Based on the research aim outlined in the previous subsection, the research objectives that the present study will seek to achieve are as listed below:
o To undertake an investigation into the four main sources of renewable energy; these include Solar Energy, Wind, Biomass and Geothermal energy.
o To gain an understanding of the history and development of these energies is needed to fully understand the extent to which the United Kingdom can rely on them in the future.
o An analysis of the benefits and disadvantages of each particular type of renewable energy
o To explore how well the government is backing renewable energy with incentives
o To examine the financial implications – to gain an insight to how much renewable energy will cost in installation, what grants are available?
o To examine design implications – installation of renewable sources, aesthetic, dimensional requirements.
There are particular research questions that will need to be addressed when attempting to analyse possible future energy alternatives. These include:
* How significant is the extent of cost when attempting to replace non-renewable energies with the more environmentally friendly types?
* How far does the government wish to develop all four types of energy? Do they have a particular idea as the market share that each one should ideally hold on providing energy to the United Kingdom?
* What can history tell the research about the likelihood that these renewable energy methods will succeed over a longer period?

_Records for the exercise_:
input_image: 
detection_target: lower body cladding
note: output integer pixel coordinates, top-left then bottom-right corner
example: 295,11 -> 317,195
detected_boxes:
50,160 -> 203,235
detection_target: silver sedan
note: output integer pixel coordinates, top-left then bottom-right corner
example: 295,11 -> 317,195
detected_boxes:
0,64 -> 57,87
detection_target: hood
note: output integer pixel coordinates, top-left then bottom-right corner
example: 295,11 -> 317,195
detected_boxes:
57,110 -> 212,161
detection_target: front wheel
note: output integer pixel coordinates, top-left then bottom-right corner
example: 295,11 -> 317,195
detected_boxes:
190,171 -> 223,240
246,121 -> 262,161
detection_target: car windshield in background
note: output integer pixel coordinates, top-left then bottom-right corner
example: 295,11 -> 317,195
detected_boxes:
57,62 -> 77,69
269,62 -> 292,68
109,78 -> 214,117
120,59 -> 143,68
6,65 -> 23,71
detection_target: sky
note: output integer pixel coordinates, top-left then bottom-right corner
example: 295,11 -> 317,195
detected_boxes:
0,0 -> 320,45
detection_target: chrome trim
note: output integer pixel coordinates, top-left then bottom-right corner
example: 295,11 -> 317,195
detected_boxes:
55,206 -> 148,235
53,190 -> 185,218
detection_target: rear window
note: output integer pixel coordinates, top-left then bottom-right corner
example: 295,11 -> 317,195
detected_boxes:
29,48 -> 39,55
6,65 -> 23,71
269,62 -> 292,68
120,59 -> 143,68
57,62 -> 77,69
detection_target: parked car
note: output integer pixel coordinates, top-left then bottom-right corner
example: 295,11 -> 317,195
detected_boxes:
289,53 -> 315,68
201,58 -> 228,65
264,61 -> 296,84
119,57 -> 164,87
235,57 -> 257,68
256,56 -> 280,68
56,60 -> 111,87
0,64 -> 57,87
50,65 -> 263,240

_What to do_:
1. Could you render the listing, starting at the line containing "detection_target: parked car" and ending at the last line of the listing, as a Markdown table with the columns Nr and Line, leaving out any blank lines?
2. Can you continue the renewable energy research proposal from the point where it stops?

_Responses in order_:
1.
| Nr | Line |
|---|---|
| 1 | detection_target: parked car |
| 2 | note: output integer pixel coordinates, top-left then bottom-right corner |
| 3 | example: 295,11 -> 317,195 |
| 4 | detected_boxes: |
| 5 | 289,53 -> 315,68 |
| 6 | 201,58 -> 228,65 |
| 7 | 264,61 -> 296,84 |
| 8 | 119,57 -> 164,87 |
| 9 | 235,57 -> 257,68 |
| 10 | 256,56 -> 280,68 |
| 11 | 56,60 -> 111,87 |
| 12 | 0,64 -> 57,87 |
| 13 | 50,65 -> 263,240 |

2.
* Can (and will) these renewable energies ever fully replace the non-renewable energies that the United Kingdom (and globally) has relied heavily and dependently upon since the beginning of the Industrial Revolution?
The research will attempt to address these questions and objectives whilst trying to meet the aim of the entire project; identifying successful long term strategies to replace dwindling non-renewable energy sources with abundant renewable sources while still enabling the United Kingdom to grow and hold its position of relative power and influence on a global scale.
Ever since the realisation that non-renewable energy sources (coal, oil and natural gas) are exactly as the description suggests, and that the level of these are reducing rapidly due to the global appetite for energy consumption in the continuing race for power, influence and development, it has been apparent that renewable energy sources would have to be developed to enable this global growth to continue. The United Kingdom, whilst overtaken in recent years by countries such as the United States and China in terms of energy consumption, has had a history intertwined with this notion. The Industrial Revolution, beginning in the United Kingdom in the 18th Century, acted as a catalyst for the rapid consumption of a large proportion of the world’s traditional, non-renewable energy sources. This has led to the necessity of developing renewable energy forms to supplement these more traditional energy types, with the aim to take over the burden of energy supply in the future.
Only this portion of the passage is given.